> **RECORDS PROVIDED**:
========

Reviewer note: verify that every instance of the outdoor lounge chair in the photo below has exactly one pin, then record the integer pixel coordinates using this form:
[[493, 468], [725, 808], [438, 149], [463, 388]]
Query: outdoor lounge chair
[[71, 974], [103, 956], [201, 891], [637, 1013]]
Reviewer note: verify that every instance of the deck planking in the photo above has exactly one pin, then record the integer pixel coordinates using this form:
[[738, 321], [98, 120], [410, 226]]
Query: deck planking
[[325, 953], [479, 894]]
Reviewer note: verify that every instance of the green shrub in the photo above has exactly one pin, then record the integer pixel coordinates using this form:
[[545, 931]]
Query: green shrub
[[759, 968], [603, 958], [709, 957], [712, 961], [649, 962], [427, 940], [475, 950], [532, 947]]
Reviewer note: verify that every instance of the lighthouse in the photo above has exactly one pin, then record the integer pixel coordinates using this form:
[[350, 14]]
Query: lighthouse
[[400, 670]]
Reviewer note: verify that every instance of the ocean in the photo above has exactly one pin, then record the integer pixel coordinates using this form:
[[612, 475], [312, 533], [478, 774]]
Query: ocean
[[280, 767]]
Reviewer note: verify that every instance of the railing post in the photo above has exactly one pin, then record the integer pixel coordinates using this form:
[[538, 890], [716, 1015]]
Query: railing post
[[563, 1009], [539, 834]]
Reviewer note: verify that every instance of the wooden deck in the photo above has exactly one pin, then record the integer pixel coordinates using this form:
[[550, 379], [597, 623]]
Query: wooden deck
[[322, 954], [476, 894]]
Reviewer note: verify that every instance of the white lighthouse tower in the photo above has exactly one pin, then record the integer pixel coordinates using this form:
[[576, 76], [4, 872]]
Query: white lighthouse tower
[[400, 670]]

========

Rewrite the entries from the line containing "Reviewer note: verify that every instance of the wooden" through the end of the entries, replacing "wooden deck" with "timber deck" and leaving everything else unchanged.

> **WRITTEN RESPONSE**:
Reviewer note: verify that every instance of the timber deck in the photo above has exactly one pin, then record the integer pixel coordinates using this form:
[[550, 379], [597, 623]]
Query: timber deck
[[322, 954], [476, 894]]
Reviewer note: verify that every instance of the white lighthouse tower in the photo above has exactly one pin, then record the integer pixel coordinates using this form:
[[576, 76], [4, 872]]
Query: white lighthouse tower
[[400, 670]]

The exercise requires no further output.